WHAT TO PRODUCE: Quote, without any change, the line that contains "Can you find the road" and all lines that follow it to the end of the data below.

MATERIAL TO PROCESS:
....................

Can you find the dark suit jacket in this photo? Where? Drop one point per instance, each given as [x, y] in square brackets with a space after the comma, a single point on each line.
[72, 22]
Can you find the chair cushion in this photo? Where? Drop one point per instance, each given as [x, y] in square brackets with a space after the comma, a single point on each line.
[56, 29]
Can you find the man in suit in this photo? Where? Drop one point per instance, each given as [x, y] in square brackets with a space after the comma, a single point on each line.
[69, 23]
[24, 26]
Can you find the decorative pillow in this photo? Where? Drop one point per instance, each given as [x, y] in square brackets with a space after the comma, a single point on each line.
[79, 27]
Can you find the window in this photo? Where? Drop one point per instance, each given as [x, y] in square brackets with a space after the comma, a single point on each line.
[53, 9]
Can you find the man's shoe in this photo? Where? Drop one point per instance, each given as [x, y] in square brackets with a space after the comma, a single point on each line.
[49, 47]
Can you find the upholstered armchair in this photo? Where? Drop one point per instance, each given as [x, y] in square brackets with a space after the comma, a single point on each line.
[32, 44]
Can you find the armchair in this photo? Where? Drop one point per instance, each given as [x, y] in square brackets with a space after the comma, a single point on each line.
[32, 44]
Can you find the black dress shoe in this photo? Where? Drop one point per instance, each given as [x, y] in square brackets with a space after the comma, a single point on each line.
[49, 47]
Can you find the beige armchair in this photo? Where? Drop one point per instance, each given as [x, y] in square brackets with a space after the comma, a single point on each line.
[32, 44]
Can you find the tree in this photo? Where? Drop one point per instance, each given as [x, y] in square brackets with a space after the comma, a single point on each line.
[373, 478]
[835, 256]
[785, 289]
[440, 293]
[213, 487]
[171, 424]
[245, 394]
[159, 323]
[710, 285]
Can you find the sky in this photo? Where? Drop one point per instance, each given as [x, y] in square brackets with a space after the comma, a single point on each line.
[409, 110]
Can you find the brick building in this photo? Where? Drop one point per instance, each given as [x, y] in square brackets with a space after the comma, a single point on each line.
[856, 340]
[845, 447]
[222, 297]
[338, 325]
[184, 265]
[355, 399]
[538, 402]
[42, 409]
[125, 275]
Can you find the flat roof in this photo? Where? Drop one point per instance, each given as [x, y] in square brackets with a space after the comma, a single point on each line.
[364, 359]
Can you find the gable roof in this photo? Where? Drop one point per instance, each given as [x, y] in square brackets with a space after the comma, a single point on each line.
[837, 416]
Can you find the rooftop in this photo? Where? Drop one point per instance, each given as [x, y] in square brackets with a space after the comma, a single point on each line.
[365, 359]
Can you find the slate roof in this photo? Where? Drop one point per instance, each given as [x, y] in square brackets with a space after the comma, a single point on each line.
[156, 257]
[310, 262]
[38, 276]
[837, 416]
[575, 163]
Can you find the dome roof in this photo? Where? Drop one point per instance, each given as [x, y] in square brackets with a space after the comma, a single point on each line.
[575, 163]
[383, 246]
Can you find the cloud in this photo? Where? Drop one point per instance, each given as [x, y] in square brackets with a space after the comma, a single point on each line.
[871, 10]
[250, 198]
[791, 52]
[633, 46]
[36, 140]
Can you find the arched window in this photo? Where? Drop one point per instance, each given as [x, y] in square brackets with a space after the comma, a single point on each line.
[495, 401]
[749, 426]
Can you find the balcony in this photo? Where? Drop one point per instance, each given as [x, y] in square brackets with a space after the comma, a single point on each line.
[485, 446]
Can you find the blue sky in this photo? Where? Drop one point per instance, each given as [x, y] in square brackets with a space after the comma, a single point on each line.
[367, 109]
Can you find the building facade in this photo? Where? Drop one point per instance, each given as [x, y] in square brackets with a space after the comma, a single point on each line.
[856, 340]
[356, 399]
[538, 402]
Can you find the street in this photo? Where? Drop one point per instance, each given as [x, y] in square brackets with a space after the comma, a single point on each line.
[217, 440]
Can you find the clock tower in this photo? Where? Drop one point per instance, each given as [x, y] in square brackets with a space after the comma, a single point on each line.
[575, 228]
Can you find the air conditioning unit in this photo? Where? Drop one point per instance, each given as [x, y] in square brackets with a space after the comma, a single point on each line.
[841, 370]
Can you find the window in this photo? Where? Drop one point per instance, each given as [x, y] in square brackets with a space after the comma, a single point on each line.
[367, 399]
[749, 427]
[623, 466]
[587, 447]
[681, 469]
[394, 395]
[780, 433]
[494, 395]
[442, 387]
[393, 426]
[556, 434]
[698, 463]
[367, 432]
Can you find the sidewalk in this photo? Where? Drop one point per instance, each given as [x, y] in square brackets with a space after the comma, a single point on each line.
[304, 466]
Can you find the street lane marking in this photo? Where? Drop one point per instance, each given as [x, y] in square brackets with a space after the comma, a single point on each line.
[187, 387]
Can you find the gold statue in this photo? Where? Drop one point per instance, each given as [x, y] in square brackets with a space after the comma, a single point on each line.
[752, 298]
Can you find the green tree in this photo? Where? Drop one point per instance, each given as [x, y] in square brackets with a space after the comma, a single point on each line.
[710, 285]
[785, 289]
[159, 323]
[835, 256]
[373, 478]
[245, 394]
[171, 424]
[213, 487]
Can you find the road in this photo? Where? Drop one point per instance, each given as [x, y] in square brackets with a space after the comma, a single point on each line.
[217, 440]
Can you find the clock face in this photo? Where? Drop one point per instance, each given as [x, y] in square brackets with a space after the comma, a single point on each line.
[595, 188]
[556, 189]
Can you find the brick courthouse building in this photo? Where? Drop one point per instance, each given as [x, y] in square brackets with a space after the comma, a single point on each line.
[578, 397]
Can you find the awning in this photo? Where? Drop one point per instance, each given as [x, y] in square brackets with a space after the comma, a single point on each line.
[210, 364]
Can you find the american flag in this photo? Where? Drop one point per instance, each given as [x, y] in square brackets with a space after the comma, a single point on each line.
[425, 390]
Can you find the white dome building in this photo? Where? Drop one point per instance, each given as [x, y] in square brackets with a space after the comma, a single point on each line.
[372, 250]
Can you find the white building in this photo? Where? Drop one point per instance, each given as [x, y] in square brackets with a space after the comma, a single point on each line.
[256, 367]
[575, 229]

....................

TASK ANSWER:
Can you find the road in this photo? Where? Drop one point per instance, each given as [x, y] in square brackets with a space after the comma, a single point on each line.
[217, 440]
Can you find the clock face in this photo? Where? Drop one point per instance, each given as [x, y] in square brackets with a space after the comma, a single point on each line.
[595, 188]
[556, 189]
Can you find the brick courthouse building in this photo? Where? Drop one point per instance, each given as [x, y] in square brackets with a space after the comma, a single point on each line.
[578, 397]
Can you find the awning in this photo? Where? Drop one point per instance, each given as [x, y] in square brackets with a space after the comma, a single point on each line.
[210, 364]
Can you find the american flag in this photo? Where? Drop one point per instance, each given as [x, y] in square brackets with a space after the comma, a single point on each line.
[425, 390]
Can you find the white dome building in this photo? Where? Drop one point per instance, each given as [x, y] in square brackets with a space after the comma, a single point on each line.
[372, 250]
Can you find the white building in this photo? Where? Drop one point per instance, each given as [x, y] in square brackets with a space after the comma, a single point on each line.
[256, 367]
[575, 229]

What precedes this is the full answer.